Data for processing:
____
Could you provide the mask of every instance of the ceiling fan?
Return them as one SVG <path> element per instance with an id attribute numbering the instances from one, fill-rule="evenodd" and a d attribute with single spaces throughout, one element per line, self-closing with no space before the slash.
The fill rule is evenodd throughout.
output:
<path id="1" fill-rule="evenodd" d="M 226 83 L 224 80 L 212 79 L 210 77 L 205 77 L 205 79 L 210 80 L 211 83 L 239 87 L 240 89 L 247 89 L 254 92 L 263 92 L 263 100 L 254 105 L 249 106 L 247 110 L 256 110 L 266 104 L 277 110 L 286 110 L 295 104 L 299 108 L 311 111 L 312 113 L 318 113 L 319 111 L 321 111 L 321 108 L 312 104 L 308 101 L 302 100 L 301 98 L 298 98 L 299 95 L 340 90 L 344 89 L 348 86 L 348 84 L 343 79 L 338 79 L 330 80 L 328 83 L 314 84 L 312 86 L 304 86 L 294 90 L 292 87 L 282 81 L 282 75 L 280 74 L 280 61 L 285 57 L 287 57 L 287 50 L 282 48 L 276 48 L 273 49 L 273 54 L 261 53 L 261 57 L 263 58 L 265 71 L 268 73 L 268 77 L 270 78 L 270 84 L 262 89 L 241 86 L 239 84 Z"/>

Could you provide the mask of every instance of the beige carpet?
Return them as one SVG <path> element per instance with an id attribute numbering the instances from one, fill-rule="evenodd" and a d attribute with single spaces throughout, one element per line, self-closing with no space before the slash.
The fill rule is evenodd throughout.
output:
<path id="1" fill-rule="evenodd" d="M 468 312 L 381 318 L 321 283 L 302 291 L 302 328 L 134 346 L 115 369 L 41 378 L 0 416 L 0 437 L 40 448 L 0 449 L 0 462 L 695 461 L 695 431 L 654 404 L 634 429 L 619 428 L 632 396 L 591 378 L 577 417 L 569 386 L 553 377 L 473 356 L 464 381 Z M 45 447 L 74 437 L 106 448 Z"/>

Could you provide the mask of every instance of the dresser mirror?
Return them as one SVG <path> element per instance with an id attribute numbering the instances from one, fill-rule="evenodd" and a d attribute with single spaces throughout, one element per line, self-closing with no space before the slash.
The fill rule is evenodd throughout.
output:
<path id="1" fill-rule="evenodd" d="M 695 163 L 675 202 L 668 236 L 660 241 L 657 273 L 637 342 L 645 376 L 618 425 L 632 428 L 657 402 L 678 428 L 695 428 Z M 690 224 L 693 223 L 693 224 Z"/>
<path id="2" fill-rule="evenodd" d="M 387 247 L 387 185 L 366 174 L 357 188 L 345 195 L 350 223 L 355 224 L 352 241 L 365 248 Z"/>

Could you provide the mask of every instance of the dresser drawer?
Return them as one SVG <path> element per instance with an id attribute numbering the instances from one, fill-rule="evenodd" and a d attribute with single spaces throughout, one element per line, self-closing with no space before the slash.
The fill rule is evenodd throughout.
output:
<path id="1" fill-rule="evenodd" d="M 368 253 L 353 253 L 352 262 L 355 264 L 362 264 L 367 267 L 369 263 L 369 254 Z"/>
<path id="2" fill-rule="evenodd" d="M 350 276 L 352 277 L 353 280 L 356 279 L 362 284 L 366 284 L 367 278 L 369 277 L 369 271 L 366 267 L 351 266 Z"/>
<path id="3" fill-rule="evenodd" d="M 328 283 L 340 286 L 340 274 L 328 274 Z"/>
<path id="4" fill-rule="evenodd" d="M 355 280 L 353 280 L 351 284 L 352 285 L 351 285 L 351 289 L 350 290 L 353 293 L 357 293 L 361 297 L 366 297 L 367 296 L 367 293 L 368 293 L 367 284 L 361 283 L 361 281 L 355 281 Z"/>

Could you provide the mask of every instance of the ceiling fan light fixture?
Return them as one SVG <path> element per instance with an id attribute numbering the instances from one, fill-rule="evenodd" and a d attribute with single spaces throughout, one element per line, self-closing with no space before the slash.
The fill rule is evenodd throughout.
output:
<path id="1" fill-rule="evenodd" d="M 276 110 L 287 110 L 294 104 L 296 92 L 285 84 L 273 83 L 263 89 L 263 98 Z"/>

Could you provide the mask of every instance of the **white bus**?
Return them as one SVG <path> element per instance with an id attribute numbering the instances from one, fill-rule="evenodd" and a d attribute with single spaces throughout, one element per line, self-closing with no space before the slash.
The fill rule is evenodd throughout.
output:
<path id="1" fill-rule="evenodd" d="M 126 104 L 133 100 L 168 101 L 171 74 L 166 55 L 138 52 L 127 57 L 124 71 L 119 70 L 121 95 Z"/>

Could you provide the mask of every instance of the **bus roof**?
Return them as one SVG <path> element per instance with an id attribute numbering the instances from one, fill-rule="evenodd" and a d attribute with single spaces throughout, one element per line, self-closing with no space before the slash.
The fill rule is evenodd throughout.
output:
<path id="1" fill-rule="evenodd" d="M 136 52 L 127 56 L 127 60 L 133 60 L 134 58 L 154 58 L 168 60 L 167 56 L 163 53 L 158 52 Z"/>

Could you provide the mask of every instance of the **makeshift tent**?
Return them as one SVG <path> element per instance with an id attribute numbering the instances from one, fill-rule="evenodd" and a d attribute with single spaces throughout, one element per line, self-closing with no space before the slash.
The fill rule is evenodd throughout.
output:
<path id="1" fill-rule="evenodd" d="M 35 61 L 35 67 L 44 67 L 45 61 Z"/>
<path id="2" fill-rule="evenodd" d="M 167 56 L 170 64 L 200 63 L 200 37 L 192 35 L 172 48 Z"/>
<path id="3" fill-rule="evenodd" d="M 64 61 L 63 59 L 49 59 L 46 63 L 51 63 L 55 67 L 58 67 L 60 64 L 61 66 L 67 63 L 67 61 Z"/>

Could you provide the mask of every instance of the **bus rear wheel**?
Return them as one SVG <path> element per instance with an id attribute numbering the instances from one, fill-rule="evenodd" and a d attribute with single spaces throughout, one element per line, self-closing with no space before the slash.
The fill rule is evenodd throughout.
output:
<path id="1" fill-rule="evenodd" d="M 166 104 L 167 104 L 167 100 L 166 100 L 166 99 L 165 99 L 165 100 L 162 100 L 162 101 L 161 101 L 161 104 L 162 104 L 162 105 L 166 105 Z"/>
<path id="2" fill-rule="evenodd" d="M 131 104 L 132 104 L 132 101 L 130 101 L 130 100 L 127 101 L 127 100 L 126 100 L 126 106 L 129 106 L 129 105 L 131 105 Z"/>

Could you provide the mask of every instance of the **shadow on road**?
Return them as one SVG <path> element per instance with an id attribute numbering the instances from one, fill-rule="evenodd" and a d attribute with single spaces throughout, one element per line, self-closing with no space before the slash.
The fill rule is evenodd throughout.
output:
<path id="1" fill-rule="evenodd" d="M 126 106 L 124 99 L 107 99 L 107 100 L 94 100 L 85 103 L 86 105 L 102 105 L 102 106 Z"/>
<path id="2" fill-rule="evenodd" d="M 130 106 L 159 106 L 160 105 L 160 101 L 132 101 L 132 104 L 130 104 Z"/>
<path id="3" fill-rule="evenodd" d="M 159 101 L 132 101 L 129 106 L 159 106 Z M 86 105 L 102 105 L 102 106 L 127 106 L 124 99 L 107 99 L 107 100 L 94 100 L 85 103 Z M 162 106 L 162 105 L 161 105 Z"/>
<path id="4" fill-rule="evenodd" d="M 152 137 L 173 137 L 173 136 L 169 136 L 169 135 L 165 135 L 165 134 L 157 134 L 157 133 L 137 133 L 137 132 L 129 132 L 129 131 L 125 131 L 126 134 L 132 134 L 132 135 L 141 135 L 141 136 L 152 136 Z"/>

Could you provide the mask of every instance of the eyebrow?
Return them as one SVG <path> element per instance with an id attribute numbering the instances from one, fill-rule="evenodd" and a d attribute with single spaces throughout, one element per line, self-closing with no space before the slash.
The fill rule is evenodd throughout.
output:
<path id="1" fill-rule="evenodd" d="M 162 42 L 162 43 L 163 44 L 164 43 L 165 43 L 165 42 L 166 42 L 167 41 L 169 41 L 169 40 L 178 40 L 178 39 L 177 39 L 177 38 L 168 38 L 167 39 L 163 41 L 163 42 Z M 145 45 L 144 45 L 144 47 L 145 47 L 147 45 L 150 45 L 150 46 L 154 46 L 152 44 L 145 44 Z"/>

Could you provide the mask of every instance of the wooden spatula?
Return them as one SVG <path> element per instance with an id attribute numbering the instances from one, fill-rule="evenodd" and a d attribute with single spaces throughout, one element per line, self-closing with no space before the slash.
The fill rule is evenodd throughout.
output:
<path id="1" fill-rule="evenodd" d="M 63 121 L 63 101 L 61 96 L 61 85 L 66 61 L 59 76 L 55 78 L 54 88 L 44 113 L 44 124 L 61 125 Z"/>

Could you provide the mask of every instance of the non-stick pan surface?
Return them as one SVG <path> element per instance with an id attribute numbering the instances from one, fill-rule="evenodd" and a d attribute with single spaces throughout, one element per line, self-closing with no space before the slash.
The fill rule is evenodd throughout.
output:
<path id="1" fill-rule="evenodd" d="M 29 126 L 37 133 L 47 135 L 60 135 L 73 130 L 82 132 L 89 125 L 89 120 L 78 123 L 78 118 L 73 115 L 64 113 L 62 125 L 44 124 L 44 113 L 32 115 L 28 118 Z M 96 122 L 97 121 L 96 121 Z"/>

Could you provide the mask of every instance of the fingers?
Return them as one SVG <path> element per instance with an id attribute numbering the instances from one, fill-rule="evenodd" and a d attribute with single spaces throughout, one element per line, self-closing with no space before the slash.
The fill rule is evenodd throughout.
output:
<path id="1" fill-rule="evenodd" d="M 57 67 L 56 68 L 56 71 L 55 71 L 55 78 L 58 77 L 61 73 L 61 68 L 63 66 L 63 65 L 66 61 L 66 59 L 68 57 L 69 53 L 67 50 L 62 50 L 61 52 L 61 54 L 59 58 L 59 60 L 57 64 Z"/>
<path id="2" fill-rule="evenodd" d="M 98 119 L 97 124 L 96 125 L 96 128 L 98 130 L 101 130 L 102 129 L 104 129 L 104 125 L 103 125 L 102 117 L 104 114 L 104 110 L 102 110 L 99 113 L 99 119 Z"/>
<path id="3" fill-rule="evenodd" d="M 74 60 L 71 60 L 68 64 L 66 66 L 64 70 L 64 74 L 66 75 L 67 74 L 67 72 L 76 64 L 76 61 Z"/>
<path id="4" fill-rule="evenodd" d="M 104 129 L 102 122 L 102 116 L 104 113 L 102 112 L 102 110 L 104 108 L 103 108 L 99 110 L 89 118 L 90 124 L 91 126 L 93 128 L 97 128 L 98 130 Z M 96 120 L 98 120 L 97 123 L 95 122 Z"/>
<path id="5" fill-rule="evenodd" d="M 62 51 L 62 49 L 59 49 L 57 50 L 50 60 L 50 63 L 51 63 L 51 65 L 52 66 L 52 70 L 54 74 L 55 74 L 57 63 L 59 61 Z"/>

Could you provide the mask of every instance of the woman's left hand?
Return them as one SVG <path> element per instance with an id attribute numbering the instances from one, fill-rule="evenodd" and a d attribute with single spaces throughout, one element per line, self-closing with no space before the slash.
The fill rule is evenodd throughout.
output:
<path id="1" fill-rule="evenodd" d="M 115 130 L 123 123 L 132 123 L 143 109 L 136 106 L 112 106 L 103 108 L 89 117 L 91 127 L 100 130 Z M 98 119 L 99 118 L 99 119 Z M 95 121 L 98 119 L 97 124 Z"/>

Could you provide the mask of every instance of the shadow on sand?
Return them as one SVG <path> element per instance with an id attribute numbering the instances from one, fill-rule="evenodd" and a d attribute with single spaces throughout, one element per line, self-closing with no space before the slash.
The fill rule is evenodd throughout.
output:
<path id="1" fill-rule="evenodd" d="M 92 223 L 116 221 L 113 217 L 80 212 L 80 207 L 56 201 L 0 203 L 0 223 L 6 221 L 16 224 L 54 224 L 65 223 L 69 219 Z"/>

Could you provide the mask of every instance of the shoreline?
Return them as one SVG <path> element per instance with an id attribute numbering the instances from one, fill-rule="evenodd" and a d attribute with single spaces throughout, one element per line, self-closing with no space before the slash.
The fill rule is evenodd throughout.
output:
____
Starting at the line that contains "the **bus roof**?" and ending at the line that contains "131 104 L 132", format that span of the data above as a JSON list of strings with one string per line, omitting blank lines.

[
  "Could you provide the mask of every instance of the **bus roof**?",
  "Return them as one SVG <path> element per instance with an id attribute numbering the instances from one, fill-rule=\"evenodd\" and a d attribute with single spaces throughout, one element per line, self-closing with no space before the slash.",
  "The fill rule is evenodd throughout.",
  "output:",
  "<path id=\"1\" fill-rule=\"evenodd\" d=\"M 136 52 L 127 56 L 127 60 L 133 60 L 134 58 L 154 58 L 168 60 L 167 56 L 163 53 L 158 52 Z\"/>",
  "Could you provide the mask of every instance of the **makeshift tent**?",
  "Return them as one SVG <path> element per instance with an id attribute numbering the instances from one, fill-rule=\"evenodd\" and a d attribute with single spaces throughout, one element per line, self-closing with no space before the slash.",
  "The fill rule is evenodd throughout.",
  "output:",
  "<path id=\"1\" fill-rule=\"evenodd\" d=\"M 35 61 L 35 67 L 44 67 L 45 61 Z\"/>",
  "<path id=\"2\" fill-rule=\"evenodd\" d=\"M 167 56 L 170 64 L 200 63 L 200 37 L 192 35 L 172 48 Z\"/>",
  "<path id=\"3\" fill-rule=\"evenodd\" d=\"M 64 61 L 63 59 L 49 59 L 46 63 L 51 63 L 55 67 L 58 67 L 60 64 L 61 66 L 67 63 L 67 61 Z\"/>",
  "Could you provide the mask of every instance of the **bus rear wheel**?",
  "Return them as one SVG <path> element per instance with an id attribute numbering the instances from one, fill-rule=\"evenodd\" and a d attribute with single spaces throughout, one element per line, self-closing with no space before the slash.",
  "The fill rule is evenodd throughout.",
  "output:",
  "<path id=\"1\" fill-rule=\"evenodd\" d=\"M 166 104 L 167 104 L 167 100 L 166 100 L 166 99 L 165 99 L 165 100 L 162 100 L 162 101 L 161 101 L 161 104 L 162 104 L 162 105 L 166 105 Z\"/>",
  "<path id=\"2\" fill-rule=\"evenodd\" d=\"M 131 104 L 132 104 L 132 101 L 130 101 L 130 100 L 127 101 L 127 100 L 126 100 L 126 106 L 129 106 L 129 105 L 131 105 Z\"/>"
]